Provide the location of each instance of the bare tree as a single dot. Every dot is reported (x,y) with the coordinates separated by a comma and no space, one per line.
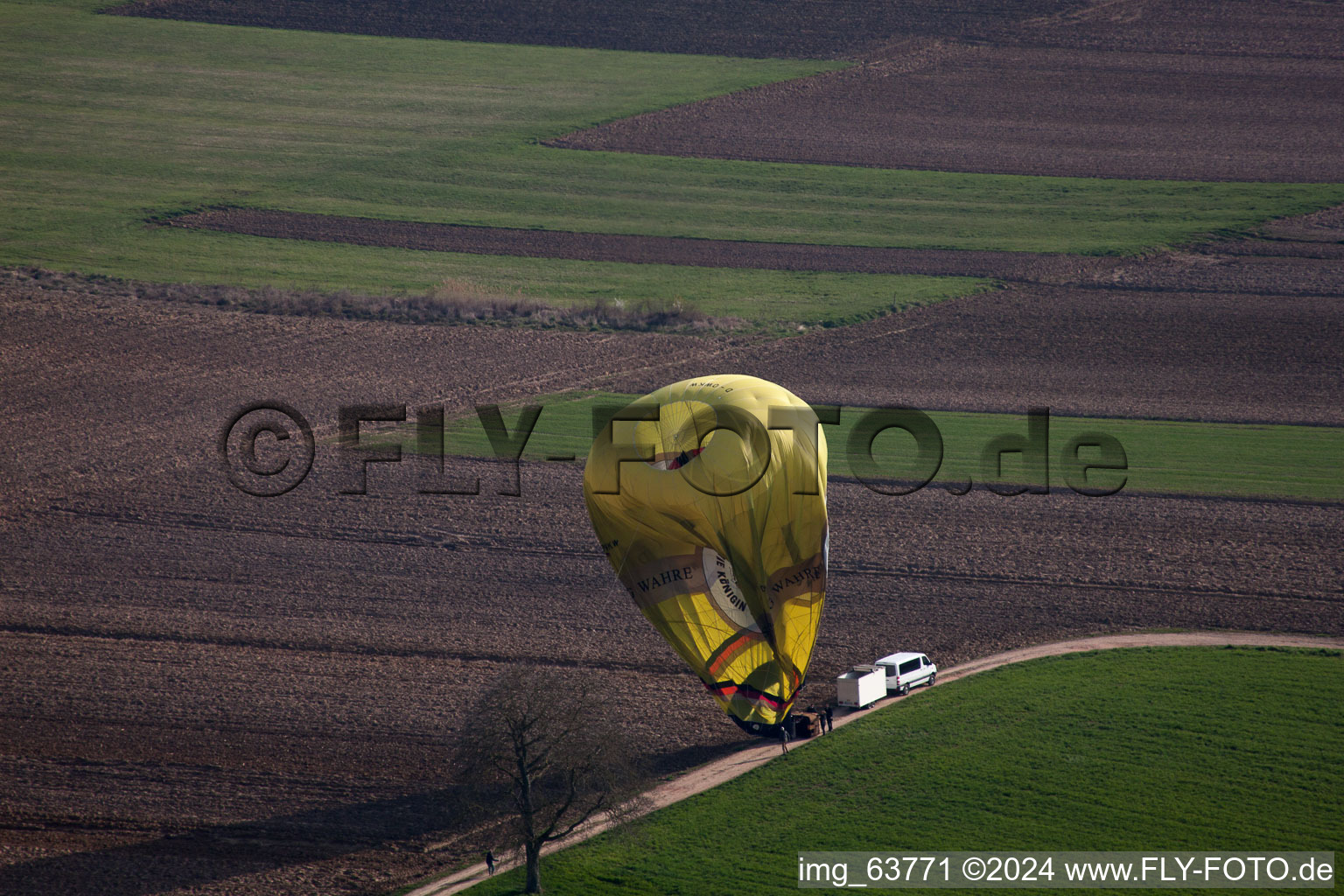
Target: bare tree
(543,748)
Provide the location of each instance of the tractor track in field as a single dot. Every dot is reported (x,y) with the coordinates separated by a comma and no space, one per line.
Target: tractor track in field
(759,754)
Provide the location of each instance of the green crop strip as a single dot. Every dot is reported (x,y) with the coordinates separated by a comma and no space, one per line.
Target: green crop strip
(110,120)
(1161,457)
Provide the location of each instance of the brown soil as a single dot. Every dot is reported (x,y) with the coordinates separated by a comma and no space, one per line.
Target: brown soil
(790,29)
(756,755)
(210,692)
(646,250)
(1080,335)
(1133,89)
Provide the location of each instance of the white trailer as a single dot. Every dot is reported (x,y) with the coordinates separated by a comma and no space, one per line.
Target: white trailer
(862,685)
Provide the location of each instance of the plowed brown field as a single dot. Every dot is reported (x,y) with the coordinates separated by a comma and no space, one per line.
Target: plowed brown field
(1130,89)
(210,692)
(206,692)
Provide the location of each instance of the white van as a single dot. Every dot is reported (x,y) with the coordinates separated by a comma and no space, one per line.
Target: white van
(906,670)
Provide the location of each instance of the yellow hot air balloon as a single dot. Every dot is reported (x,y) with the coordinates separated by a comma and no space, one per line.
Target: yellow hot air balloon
(709,499)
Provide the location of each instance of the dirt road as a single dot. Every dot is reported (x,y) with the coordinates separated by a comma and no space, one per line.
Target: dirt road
(715,773)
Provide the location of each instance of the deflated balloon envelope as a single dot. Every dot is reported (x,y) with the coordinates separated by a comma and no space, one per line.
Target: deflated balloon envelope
(709,499)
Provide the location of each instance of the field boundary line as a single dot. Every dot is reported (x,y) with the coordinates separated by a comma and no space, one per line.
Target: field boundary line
(757,754)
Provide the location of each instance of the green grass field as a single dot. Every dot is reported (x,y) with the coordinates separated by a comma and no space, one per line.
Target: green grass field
(1164,457)
(110,120)
(1175,748)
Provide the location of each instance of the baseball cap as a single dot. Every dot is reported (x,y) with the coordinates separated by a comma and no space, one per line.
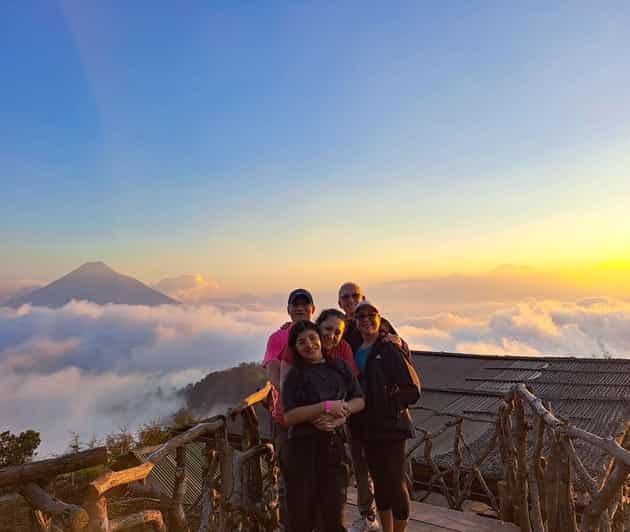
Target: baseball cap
(300,292)
(365,303)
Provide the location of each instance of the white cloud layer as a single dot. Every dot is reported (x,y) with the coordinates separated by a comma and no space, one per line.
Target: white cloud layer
(95,369)
(591,328)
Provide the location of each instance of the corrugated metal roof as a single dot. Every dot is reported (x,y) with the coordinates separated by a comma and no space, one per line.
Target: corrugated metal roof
(593,394)
(163,474)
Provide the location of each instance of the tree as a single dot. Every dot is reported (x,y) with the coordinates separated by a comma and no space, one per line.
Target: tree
(74,445)
(16,450)
(152,434)
(119,443)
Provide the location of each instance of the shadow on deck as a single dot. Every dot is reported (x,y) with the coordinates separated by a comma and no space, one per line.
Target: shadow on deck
(430,518)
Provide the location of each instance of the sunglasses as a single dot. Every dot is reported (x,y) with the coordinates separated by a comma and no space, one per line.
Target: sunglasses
(356,295)
(367,316)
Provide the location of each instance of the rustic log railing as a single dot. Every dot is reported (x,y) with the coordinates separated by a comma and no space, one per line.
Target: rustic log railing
(239,491)
(539,464)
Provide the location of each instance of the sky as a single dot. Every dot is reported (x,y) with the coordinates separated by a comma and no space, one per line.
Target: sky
(467,162)
(270,145)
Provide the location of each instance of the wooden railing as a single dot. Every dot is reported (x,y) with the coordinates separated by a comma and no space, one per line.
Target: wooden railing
(239,492)
(539,464)
(239,489)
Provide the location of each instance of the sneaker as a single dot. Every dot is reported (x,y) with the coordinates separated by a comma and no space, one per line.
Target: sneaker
(365,523)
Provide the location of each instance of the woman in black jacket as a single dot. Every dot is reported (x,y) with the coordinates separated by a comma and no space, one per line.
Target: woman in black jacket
(390,385)
(317,474)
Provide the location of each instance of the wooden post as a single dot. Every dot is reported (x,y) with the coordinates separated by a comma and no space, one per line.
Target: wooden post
(523,485)
(177,516)
(616,479)
(37,497)
(505,510)
(252,469)
(22,474)
(153,517)
(209,490)
(97,511)
(457,465)
(111,479)
(227,479)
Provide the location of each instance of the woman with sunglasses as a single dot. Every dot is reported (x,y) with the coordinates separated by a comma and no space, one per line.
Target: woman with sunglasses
(317,473)
(390,385)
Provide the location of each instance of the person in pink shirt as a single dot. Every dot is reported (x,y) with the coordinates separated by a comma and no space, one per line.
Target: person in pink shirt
(299,307)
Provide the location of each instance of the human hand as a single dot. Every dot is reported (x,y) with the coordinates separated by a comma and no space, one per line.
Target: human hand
(393,338)
(327,422)
(338,409)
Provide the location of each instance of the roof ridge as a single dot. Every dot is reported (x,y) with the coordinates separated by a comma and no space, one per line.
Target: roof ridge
(531,358)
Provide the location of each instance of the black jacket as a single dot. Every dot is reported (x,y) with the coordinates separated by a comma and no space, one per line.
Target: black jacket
(388,390)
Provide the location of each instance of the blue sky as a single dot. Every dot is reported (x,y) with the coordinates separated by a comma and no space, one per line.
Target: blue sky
(264,143)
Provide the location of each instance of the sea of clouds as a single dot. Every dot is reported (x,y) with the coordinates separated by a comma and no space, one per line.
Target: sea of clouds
(96,369)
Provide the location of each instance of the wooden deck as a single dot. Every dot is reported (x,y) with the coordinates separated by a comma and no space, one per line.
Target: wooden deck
(430,518)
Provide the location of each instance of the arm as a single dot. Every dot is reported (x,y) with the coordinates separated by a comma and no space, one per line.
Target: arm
(303,414)
(329,423)
(284,369)
(407,392)
(356,405)
(273,372)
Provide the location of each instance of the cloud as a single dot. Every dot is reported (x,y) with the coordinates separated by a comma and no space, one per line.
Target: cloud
(193,289)
(15,288)
(94,369)
(595,328)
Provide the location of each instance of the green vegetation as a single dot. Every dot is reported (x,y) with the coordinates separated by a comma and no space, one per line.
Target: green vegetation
(16,450)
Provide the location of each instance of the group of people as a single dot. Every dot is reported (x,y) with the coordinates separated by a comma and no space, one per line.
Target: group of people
(347,377)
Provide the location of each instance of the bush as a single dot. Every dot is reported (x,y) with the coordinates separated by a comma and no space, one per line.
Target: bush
(16,450)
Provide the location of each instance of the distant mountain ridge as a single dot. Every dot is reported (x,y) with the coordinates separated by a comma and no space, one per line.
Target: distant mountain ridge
(95,282)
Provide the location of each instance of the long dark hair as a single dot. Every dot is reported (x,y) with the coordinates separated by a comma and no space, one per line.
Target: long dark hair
(297,329)
(328,313)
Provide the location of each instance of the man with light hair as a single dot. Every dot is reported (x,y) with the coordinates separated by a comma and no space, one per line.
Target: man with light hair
(350,295)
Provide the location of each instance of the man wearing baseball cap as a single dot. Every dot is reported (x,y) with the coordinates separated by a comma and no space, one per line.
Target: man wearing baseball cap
(299,307)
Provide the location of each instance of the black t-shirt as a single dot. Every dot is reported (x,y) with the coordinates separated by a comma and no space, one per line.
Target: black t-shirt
(331,380)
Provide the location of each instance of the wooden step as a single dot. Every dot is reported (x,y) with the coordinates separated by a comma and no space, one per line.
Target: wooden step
(429,518)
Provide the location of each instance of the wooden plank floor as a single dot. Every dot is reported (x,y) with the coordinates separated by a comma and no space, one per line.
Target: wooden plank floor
(430,518)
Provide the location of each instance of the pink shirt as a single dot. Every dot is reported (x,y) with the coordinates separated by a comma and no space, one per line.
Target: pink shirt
(275,346)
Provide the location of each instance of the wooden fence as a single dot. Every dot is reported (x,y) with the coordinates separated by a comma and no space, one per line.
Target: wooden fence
(539,464)
(239,491)
(239,488)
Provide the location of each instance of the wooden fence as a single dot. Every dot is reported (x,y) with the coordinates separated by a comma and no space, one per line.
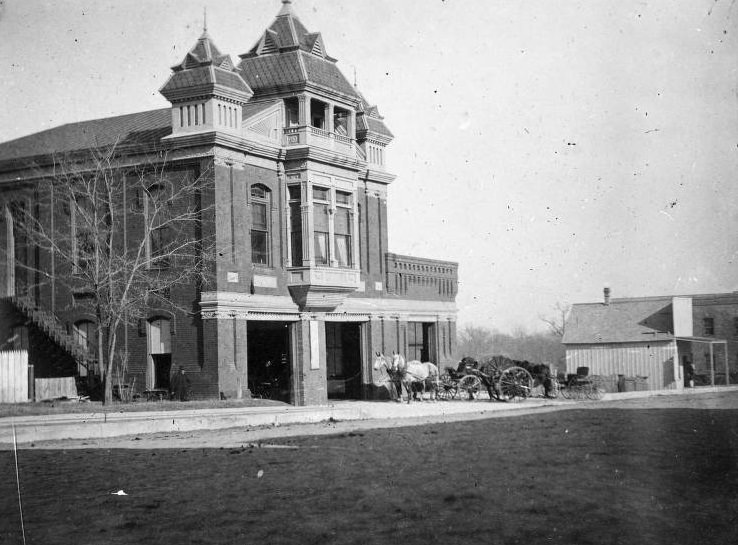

• [Exercise instructions]: Take the listing above and repeat exactly the lines from the one containing "Target: sunglasses" through the one containing "Provide the location of each instance of the wooden post", both included.

• [Written reply]:
Target: sunglasses
(356,295)
(367,316)
Provide the location of each instance of the rustic log railing as a single dot. Every dot is reported (x,y) with the coordinates separated by a comma and no space, one per line.
Target: rustic log railing
(239,491)
(539,464)
Provide the location of each instance of the sky as a single dot. Every dot is reported (x,y) with the coordinates separated by a comma and no space, one per line.
Target: sky
(467,162)
(270,145)
Provide the location of each instance of the wooden railing as a single dot. Every dot is reported (x,y) with the coordinates separated by a comma and no space, one per line.
Target: wooden railing
(239,492)
(539,464)
(239,489)
Provide the location of each instance of the sneaker as a single dot. Every dot is reported (x,y) with the coordinates separated by a comma and no space, one per line.
Target: sneaker
(365,523)
Provide the location of each instance of the woman in black jacket as a single dot. Every dot is reported (x,y) with the coordinates separated by a comma and no space, one per line.
Target: woman in black jacket
(390,385)
(317,474)
Provide the location of each instance of the wooden post as a single dot. Every dot is reported (x,y) with the coordinates separated by a comma and no space, one per line.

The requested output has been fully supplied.